Task goal: The whole answer is the data below, retyped exactly.

Material to process:
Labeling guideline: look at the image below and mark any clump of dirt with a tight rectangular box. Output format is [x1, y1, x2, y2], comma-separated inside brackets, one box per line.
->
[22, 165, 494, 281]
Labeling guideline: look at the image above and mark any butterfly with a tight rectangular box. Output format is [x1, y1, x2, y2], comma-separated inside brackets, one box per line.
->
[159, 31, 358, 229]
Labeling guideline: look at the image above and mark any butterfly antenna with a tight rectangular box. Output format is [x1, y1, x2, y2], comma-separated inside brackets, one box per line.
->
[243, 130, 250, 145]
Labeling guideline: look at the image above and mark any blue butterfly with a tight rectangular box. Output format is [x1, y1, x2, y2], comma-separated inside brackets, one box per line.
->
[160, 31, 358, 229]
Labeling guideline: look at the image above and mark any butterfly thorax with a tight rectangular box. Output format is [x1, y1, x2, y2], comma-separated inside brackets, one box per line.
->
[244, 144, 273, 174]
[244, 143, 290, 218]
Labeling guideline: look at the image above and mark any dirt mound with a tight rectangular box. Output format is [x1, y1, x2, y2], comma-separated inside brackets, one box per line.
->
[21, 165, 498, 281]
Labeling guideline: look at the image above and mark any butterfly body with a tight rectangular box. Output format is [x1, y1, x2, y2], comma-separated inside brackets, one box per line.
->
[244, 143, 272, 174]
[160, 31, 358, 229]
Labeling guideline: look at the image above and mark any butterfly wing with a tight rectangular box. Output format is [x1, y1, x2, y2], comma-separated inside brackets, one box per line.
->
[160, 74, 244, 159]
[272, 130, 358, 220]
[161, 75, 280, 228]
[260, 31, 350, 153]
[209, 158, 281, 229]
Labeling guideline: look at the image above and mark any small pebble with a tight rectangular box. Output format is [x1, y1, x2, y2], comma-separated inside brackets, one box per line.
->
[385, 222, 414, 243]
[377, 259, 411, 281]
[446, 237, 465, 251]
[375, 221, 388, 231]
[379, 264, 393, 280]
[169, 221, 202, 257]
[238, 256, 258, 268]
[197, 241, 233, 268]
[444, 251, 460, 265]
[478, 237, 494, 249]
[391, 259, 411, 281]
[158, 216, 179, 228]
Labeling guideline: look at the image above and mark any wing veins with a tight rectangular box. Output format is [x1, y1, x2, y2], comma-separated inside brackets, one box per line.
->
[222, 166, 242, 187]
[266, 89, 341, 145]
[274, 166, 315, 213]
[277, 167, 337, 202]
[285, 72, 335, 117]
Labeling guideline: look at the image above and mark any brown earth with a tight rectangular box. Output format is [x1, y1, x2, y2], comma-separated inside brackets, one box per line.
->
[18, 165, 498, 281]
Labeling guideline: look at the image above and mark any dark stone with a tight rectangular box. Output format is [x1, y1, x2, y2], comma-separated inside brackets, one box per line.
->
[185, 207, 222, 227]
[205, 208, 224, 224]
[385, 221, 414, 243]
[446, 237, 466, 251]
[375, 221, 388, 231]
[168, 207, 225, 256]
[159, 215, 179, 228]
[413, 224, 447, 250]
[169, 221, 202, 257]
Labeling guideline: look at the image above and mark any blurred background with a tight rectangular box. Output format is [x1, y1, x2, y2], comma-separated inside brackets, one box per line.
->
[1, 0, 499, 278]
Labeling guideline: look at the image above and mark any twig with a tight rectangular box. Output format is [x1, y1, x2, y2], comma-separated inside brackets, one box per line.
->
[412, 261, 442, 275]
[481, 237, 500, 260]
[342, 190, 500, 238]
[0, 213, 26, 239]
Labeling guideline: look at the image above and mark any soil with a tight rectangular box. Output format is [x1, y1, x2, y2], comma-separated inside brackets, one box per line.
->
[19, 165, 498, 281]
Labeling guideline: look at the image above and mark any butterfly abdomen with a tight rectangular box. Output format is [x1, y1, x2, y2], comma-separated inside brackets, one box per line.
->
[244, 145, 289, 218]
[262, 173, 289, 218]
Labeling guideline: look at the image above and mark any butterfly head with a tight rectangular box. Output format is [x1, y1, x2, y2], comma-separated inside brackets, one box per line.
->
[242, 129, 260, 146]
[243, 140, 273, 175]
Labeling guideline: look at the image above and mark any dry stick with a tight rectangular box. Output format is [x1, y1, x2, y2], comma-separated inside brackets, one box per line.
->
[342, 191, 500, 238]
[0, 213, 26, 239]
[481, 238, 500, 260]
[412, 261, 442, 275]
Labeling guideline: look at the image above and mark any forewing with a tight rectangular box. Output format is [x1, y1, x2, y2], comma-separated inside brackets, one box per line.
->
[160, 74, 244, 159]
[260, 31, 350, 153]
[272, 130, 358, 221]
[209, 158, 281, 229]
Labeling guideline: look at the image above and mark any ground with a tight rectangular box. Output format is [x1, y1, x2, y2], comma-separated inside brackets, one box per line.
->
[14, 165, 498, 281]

Answer to this exercise:
Labeling guideline: look at the image below and mark any clump of dirt with a tight rectangular box. Output format is [x1, y1, x2, y2], comma-separated inside brackets, one box per line.
->
[22, 165, 494, 281]
Labeling guideline: look at the image above and mark any butterfly with a tight rectangular box. Output format is [x1, y1, x2, y2], comma-separated inside brackets, one box per line.
->
[159, 31, 358, 229]
Labeling guideline: look at the image above and mark any butterfly antenna with a tight rectangular box. Output format is [x1, y1, x2, y2], comma-separated inside brackets, one box per line.
->
[243, 130, 250, 145]
Labeling guideline: look at the image above and mark any blue butterfly with a tight rectangular box. Output format is [x1, y1, x2, y2], comma-separated inside brackets, one box per line.
->
[160, 31, 358, 229]
Labeling guideline: look at the image above and mark any butterfly thorax with a tight rectangular box. Output format is [x1, y1, x2, y2], comma-separated inside brackets, one box per line.
->
[244, 144, 273, 174]
[244, 143, 290, 218]
Labeling guideline: look at the image above and mark any dirt mound with a tight rectangular box. Output format is [x1, y1, x2, y2], comma-separated inside brackets, one box per line.
->
[21, 165, 498, 281]
Labeling guideline: look at the image above and mark any butterfly body with a tight rectangular box. Output format is [x1, y1, x2, y2], comma-separated inside brackets, one box per line.
->
[244, 143, 272, 174]
[160, 31, 358, 229]
Labeling guideline: look at the image above and mark any butterfly wing with a tight rectangular box. Output format is [x1, y1, x2, y2], comma-separated inside brackets, one box per line.
->
[160, 74, 244, 159]
[272, 130, 358, 220]
[161, 75, 280, 228]
[260, 31, 350, 153]
[209, 158, 281, 229]
Labeling guideline: look at the image above and mark any small pebble with a tight rectangular box. Output format is [x1, y1, x2, y2], comma-separated inside brackets, one box per line.
->
[385, 222, 414, 243]
[377, 259, 411, 281]
[446, 237, 465, 251]
[375, 221, 388, 231]
[379, 264, 393, 280]
[169, 221, 202, 257]
[238, 256, 258, 268]
[197, 241, 233, 268]
[444, 251, 460, 265]
[478, 237, 494, 249]
[391, 259, 411, 281]
[158, 216, 179, 228]
Labeling guideline: look at the image above and mark any wing veins with a tight rectangular box. Output format is [x1, y1, x2, y2], comma-separated inside brackets, one box per line.
->
[222, 166, 242, 187]
[266, 89, 341, 145]
[274, 166, 315, 213]
[277, 167, 337, 202]
[285, 72, 335, 117]
Labeling guideline: look at the image above and mark any brown earth with a tight rectangular box. Output format is [x1, y1, x2, y2], comma-separated inside brackets, one box per line.
->
[18, 165, 498, 281]
Labeling guideline: look at the image above and mark any dark stone with a tight rectangular box. Output format is [x1, y1, x2, y2], comma-separated inside brackets, one box per line.
->
[185, 207, 222, 227]
[205, 208, 224, 224]
[385, 221, 414, 243]
[446, 237, 466, 251]
[375, 221, 388, 231]
[168, 207, 225, 256]
[159, 215, 179, 228]
[413, 224, 447, 250]
[169, 221, 202, 257]
Labeling guideline: look at the image above and mark any blurred background with a tight rectangular box. Output format is [x1, y1, x2, y2], comma-separated inside brackets, one box per line.
->
[1, 0, 499, 278]
Labeling guideline: look at the image above and mark any twig with a tight rectangular box. Output format is [x1, y1, x2, y2], comma-separated inside brackets, one box per line.
->
[412, 261, 442, 275]
[481, 237, 500, 260]
[342, 190, 500, 238]
[0, 213, 26, 239]
Labeling guideline: look at the image above and mark any soil with a tight rectangular box. Output format is [x1, y1, x2, y2], comma-separated inside brackets, one box per line.
->
[19, 165, 498, 281]
Labeling guideline: look at the image above and mark any butterfly abdomen with a tight rectangular box. Output format is [x1, y1, x2, y2], comma-separated inside brackets, one box per line.
->
[244, 145, 289, 218]
[262, 173, 289, 218]
Labeling guideline: look at the image above and mark any butterfly head with a tight rectangular box. Output format is [x1, y1, x2, y2], comma-separated inside brackets, one box per line.
->
[242, 129, 260, 146]
[243, 140, 273, 175]
Labeling guideline: look at the image above and mark any dry stick with a tight rectangular box. Output format is [x1, y1, x2, y2], comma-separated inside brackets, one box per line.
->
[342, 191, 500, 238]
[0, 213, 26, 239]
[481, 238, 500, 260]
[412, 261, 442, 275]
Labeling guideline: look at the image above and mark any forewing with a tight rectangular box. Output format is [x1, y1, x2, y2], comma-separated inside brackets, one box per line.
->
[160, 74, 244, 159]
[260, 31, 350, 153]
[272, 130, 358, 221]
[209, 158, 281, 229]
Labeling guideline: look at the image above and mark any ground with a tight rectangular box. Output format is [x1, y1, x2, y2], comma-separated inside brackets, one box per line.
->
[14, 165, 498, 281]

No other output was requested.